# [Excerpt provided]
· · · · · · ·

The picture that wolf359 shows has the ears not clear but colored. What season was this done?


----------



## Seaview (Feb 18, 2004)

starmanmm said:


> The picture that wolf359 shows has the ears not clear but colored. What season was this done?


 Seasons 2 & 3, when the show went from B/W to Color. B-9 received an overall re-painting to make him more "vibrant" and eye catching for the viewers.


----------



## Y3a (Jan 18, 2001)

I'm one of those guys who will think about the 'best way' to do something before actually starting the project. This is why I have kazillions of models 'barely started' in my closet. 
The texture on the torso is one of those things, but I solved it within a week. I'm gonna prime the torso, THEN texture it with a tooth brush splattering some thickened gray paint. Finally a coat of thin silver so as not to obscure the previous texturing.


----------



## kitkarma (May 17, 2013)

· · · · · · ·

(Object-pointing dataset rows)
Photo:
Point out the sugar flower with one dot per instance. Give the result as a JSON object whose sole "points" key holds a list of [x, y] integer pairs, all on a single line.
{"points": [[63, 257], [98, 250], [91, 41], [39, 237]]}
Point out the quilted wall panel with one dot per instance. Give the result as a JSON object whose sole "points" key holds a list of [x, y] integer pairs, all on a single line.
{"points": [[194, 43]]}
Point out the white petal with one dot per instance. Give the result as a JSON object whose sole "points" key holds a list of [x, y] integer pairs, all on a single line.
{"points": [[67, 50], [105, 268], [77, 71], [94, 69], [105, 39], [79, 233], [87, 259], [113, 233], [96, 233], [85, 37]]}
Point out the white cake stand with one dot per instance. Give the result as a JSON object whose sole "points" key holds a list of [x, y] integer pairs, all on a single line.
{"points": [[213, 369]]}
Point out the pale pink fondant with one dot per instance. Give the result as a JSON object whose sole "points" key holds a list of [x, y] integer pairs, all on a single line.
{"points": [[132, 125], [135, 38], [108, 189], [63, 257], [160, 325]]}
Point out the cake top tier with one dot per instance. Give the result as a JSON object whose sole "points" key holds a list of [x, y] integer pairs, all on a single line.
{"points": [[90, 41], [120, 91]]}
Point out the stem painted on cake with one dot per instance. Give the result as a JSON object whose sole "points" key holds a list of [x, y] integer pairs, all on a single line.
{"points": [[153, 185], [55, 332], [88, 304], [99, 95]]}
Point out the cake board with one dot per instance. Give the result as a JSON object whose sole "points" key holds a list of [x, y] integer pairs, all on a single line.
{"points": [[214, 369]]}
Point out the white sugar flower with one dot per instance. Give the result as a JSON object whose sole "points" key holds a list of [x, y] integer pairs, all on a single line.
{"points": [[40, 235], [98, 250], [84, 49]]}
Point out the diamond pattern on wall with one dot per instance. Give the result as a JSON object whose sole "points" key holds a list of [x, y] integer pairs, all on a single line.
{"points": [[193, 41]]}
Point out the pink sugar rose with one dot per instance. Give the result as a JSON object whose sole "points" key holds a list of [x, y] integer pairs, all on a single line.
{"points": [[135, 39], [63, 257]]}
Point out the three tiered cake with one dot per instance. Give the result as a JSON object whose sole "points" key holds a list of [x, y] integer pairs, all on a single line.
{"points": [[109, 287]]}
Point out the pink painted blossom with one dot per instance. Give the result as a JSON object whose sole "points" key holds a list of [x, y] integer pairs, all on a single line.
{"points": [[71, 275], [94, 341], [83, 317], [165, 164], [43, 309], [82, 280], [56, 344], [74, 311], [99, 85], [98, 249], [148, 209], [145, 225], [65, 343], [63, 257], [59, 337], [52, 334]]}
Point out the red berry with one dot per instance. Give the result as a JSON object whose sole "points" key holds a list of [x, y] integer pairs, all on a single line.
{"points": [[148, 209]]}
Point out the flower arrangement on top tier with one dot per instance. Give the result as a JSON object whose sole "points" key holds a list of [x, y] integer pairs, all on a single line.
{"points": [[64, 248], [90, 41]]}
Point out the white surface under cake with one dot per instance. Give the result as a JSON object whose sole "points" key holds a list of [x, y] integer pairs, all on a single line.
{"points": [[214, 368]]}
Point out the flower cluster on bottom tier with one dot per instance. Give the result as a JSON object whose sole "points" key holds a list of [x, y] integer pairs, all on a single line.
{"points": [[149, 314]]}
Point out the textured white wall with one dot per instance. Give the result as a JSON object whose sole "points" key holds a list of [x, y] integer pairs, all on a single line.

· · · · · · ·

# [Exercise requirements]
1. Answer these questions about the forum thread:
(a) According to Seaview, in which seasons did the show go from black and white to color?
(b) Why did B-9 receive an overall re-painting?
(c) What does Y3a plan to use to texture the torso?
2. Write out the forum thread again, beginning at the words "The texture on" and stopping after "the previous texturing.", and switch "gray" to "black".
These records were taken from a separate source.

# [Replies]
1.
(a) Seasons 2 and 3.
(b) To make him more "vibrant" and eye catching for the viewers.
(c) A tooth brush, splattering some thickened gray paint.

2.
The texture on the torso is one of those things, but I solved it within a week. I'm gonna prime the torso, THEN texture it with a tooth brush splattering some thickened black paint. Finally a coat of thin silver so as not to obscure the previous texturing.